## Short problem
Reproduce the lines from the one containing "of the bare" through the one containing "Target: bare tree trunk", omitting the picture from your answer.

--- Working data ---

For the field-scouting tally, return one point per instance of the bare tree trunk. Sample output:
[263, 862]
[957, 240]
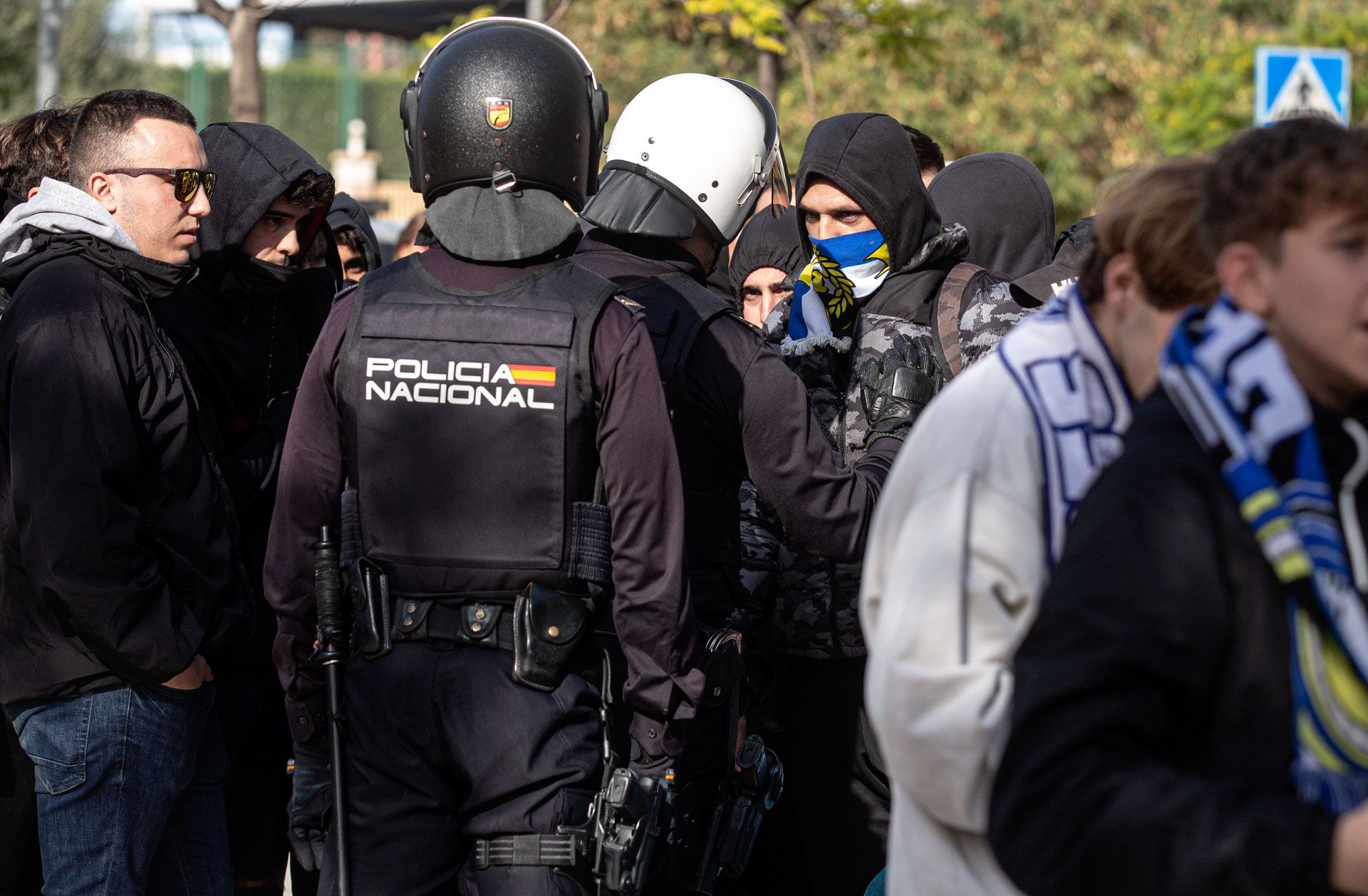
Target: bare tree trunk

---
--- Working data ---

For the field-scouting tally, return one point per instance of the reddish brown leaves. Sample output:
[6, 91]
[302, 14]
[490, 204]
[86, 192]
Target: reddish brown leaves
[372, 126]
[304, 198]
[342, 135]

---
--- Working data ---

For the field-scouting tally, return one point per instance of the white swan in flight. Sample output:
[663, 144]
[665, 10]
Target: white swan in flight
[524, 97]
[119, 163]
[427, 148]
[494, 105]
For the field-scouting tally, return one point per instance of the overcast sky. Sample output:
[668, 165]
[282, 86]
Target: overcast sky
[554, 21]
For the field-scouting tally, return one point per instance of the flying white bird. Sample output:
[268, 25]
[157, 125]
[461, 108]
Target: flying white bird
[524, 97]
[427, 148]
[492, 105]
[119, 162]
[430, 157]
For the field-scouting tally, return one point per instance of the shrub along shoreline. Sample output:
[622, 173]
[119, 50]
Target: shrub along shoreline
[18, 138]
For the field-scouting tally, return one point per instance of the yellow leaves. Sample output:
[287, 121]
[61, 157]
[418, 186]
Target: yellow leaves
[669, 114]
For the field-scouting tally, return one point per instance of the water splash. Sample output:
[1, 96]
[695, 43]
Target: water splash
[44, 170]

---

## Complete response
For the field-scouting tally, return one point per instance of the bare tree trunk. Sample output:
[263, 862]
[957, 240]
Target: bare tree trunk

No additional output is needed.